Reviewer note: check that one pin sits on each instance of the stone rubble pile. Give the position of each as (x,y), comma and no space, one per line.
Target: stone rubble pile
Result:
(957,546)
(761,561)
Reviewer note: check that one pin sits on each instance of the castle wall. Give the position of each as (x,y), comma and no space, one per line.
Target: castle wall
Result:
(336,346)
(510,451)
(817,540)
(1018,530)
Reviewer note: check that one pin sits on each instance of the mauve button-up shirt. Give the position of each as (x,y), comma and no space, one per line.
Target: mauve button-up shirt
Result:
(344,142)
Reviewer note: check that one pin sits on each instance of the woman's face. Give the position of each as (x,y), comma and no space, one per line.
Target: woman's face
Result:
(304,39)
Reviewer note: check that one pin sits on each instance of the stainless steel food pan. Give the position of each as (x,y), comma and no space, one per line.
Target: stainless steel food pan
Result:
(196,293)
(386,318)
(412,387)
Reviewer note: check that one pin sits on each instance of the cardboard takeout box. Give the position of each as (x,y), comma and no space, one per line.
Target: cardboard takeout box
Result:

WRITTEN REQUEST = Return, word for word, the lines of the listing from the one containing "of the mauve" through the last line of the listing.

SOLVED PROBLEM =
Reviewer note: check that one pin sits on each instance of the mauve button-up shirt. Give the position of each as (x,y), comma and no space, one per line.
Target: mauve button-up shirt
Result:
(344,142)
Reviewer note: check that one pin sits on each instance of the woman's face. Give the position of each as (x,y), comma and no space, one per line.
Target: woman's face
Result:
(304,39)
Reviewer note: check that one pin sits on each instance of the stainless steel food pan. Give the position of each as (x,y), comma and no space, one per line.
Target: stainless steel food pan
Result:
(196,293)
(386,318)
(412,387)
Reviewer note: check that one pin sits on each instance of the cardboard takeout box. Give the position of each as (x,y), comma and no space, one per line.
Target: cardboard takeout box
Result:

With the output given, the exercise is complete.